REQUEST: Reproduce the material verbatim, from its first line through the line containing "[[75, 114]]", both included.

SUPPLIED MATERIAL:
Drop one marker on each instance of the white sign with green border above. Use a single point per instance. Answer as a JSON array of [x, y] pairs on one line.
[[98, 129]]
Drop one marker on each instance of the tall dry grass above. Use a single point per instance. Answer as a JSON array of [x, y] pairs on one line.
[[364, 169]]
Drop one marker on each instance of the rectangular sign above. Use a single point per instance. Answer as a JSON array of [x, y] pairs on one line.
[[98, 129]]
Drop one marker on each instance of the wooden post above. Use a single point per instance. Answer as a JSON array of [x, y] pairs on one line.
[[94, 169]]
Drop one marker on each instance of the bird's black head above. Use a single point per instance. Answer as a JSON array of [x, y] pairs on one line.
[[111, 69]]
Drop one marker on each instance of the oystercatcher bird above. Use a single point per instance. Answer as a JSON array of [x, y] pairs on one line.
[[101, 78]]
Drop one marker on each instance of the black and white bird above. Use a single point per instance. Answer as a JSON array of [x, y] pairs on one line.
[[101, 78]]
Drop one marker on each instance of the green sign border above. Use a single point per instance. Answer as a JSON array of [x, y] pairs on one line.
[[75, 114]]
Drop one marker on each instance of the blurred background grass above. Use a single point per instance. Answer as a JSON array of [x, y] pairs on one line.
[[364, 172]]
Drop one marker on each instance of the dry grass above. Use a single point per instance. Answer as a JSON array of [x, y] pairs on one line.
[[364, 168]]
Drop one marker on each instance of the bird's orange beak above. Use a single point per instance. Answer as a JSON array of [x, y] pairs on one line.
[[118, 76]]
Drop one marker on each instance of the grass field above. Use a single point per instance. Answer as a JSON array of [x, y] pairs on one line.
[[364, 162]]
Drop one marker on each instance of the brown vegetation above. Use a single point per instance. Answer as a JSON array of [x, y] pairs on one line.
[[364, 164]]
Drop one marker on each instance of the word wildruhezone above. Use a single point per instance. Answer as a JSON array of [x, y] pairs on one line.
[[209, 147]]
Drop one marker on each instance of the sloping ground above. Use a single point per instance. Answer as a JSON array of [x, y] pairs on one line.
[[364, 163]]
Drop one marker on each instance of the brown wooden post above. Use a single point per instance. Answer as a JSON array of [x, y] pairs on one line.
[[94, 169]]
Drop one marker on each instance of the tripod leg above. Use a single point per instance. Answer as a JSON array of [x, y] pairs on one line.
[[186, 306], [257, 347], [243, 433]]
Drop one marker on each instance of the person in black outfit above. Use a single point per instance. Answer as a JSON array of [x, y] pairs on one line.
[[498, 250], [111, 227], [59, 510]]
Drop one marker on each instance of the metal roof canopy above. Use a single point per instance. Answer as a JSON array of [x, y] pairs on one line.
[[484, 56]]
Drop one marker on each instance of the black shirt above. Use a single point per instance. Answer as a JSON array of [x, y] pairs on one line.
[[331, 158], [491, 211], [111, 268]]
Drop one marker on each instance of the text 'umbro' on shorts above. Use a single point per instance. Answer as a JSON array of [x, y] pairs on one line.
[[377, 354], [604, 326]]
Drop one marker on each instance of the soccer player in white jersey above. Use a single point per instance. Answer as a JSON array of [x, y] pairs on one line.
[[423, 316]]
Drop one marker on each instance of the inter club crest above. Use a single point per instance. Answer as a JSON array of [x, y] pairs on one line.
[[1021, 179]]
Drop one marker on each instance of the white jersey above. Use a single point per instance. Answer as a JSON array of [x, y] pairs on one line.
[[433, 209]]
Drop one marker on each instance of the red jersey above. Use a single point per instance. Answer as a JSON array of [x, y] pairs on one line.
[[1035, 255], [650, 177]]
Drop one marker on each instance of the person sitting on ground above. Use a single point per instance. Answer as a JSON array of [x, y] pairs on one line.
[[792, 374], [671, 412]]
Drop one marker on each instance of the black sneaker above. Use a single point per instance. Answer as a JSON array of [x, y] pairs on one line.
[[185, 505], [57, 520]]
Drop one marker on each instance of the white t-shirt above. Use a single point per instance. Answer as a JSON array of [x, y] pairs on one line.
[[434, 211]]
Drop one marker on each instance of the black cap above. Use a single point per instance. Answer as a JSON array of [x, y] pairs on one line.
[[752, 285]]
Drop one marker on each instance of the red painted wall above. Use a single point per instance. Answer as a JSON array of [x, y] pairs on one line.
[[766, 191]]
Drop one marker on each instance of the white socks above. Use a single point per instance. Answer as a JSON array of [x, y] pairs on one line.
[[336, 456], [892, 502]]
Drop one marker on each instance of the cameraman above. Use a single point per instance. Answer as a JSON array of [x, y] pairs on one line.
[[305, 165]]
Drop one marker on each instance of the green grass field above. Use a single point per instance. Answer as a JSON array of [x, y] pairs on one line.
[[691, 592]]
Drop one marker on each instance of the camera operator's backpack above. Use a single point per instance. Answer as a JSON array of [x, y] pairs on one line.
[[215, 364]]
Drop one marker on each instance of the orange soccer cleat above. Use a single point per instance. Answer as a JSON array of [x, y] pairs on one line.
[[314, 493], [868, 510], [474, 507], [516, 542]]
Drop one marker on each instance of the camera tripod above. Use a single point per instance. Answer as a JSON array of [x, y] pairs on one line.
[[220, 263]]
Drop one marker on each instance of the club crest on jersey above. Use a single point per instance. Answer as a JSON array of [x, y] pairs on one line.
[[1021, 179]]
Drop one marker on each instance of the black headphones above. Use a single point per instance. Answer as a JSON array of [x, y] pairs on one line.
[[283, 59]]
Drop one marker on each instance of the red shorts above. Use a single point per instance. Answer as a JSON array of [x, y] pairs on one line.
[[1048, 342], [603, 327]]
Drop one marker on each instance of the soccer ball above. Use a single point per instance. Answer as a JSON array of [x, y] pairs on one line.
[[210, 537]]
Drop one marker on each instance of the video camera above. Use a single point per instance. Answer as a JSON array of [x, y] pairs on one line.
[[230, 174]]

RIGHT ANSWER:
Drop one marker on each instance of the white sign with green border above. Use a single point per instance. Answer as a JSON array of [x, y] pairs on one line.
[[98, 129]]
Drop one marker on each instance of the tall dry grass above. Use a single point per instance. Answer as a JSON array of [x, y] pairs on one line.
[[364, 169]]
Drop one marker on each instance of the rectangular sign above. Use a single point per instance. Answer as a JSON array of [x, y] pairs on one line.
[[98, 129]]
Drop one marker on each instance of the wooden post above. Use a single point per instance. Answer as a JSON array of [x, y] pairs on one line.
[[94, 169]]
Drop one marker on each instance of the bird's black head above. Use a single point per instance. Answer as a JSON array of [x, y] pairs on one line.
[[111, 69]]
Drop one marker on each instance of the oystercatcher bird above. Use a single point per instance. Answer as a JSON array of [x, y] pairs on one line.
[[101, 78]]
Drop one marker on each instance of the black and white bird above. Use a single point per instance. Answer as a JSON array of [x, y] pairs on one line.
[[101, 78]]
Drop one marker on each instance of the green sign border above. Use a single point per instance. Answer as a JSON array of [x, y] pairs on one line.
[[75, 114]]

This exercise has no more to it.